### Provided passage
+===+
Following outrage, IDF changes policy for immigrant doctors

Two-year pilot program will raise draft age to 34 instead of 35, service time to 24 months instead of 18

Myriam Leser, Deputy CEO of Qualita (photo credit: QUALITA)
Myriam Leser, Deputy CEO of Qualita
(photo credit: QUALITA)
Following criticism of an IDF directive to change the draft policy for new immigrant doctors, the army has decided on a pilot program that will raise the upper draft age by one year instead of two.
The pilot program was agreed upon last week at a meeting held by the IDF, the Knesset Immigration and Absorption Committee and various immigrant groups, such as Nefesh B’Nefesh, Qualita and Gvahim.
Myriam Leser, deputy CEO of Qualita, an umbrella organization that helps French immigrants to move to Israel and integrate into the country, told The Jerusalem Post that the pilot program would begin in July.
As part of the program the draft age limit will increase to 34 years for men and the duration of their service will also increase, to 24 months.
Under the current regulations male doctors and dentists who immigrate to Israel under the age of 33 and who inform the Health Ministry that they are physicians are required to serve for 18 months.
Female immigrant doctors and dentists, who are currently exempt from serving in the military, will be drafted if they are younger than 29.
“This is done in order to improve the effectiveness of their military training and service in the IDF,” Leser said, adding that the new directives will not affect those who immigrated to Israel before July 2018 or have begun their preparations to move.
The IDF will consider the qualifications of the immigrant doctors to allow them to use their specialty they trained in. Physicians who immigrate to Israel enlist in the IDF and almost always serve as battalion doctors, providing general medical treatment to soldiers on army bases and not in clinics.
These doctors usually only go home to their families every two weeks and, while they receive salaries of career soldiers, their pay is still significantly lower than that of physicians in the civilian sector.
+===+
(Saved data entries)
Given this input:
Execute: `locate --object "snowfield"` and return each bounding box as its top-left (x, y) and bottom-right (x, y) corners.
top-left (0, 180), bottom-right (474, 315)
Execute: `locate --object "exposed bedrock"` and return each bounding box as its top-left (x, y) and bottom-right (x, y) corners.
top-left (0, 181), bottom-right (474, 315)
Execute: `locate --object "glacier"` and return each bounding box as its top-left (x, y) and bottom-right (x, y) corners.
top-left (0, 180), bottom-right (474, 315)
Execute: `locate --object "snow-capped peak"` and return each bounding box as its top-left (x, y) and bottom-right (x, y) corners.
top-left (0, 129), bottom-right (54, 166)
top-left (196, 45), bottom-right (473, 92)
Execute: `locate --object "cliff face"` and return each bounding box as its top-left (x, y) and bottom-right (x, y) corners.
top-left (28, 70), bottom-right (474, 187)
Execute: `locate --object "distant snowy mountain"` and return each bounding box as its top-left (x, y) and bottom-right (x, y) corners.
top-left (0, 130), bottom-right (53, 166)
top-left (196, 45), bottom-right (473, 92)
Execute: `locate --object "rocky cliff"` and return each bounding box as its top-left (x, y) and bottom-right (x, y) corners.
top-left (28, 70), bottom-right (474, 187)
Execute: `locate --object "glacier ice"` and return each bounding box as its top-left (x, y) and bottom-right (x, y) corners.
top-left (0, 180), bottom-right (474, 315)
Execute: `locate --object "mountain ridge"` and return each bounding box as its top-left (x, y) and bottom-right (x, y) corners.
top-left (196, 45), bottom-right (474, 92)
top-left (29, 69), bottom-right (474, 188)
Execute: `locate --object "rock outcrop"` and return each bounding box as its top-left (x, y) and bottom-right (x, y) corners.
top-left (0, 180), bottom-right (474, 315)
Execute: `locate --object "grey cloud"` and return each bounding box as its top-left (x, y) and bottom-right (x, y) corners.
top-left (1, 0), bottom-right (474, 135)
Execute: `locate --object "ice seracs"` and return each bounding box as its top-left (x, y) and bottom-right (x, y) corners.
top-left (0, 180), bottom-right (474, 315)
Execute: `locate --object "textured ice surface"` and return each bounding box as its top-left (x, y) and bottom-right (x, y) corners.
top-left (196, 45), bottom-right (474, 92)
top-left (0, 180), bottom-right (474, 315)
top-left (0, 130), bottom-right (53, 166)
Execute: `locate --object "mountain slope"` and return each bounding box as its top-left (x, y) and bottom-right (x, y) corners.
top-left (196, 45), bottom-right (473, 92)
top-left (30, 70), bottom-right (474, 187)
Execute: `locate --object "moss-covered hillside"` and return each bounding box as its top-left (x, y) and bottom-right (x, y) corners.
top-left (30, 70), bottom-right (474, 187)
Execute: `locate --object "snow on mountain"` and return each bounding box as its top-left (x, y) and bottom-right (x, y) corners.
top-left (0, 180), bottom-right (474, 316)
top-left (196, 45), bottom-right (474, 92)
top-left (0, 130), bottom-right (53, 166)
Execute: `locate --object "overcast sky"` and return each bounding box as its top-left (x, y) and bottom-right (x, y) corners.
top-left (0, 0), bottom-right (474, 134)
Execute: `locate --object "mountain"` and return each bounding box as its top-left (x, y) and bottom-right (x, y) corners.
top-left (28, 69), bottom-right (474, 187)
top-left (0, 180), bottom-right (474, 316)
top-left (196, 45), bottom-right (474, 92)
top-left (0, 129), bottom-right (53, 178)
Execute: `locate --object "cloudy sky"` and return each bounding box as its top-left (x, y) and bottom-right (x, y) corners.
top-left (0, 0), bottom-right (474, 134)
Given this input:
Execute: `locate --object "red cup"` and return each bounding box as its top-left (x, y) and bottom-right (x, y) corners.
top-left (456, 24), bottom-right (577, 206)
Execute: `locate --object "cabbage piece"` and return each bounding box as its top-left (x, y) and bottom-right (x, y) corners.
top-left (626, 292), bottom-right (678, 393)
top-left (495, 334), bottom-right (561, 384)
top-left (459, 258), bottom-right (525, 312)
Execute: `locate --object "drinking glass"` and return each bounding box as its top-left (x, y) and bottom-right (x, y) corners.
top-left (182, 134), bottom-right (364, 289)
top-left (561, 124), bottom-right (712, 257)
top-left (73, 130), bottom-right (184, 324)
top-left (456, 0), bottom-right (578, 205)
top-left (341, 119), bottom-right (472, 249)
+===+
### Problems to work on
a – In the article on the IDF draft policy for immigrant doctors, what month will the pilot program begin?
b – List every organization or official body that the article names.
The rows are separate material with no connection to the article.

### Solutions per task
a – July

b – The IDF, the Knesset Immigration and Absorption Committee, Nefesh B'Nefesh, Qualita, Gvahim, The Jerusalem Post, the Health Ministry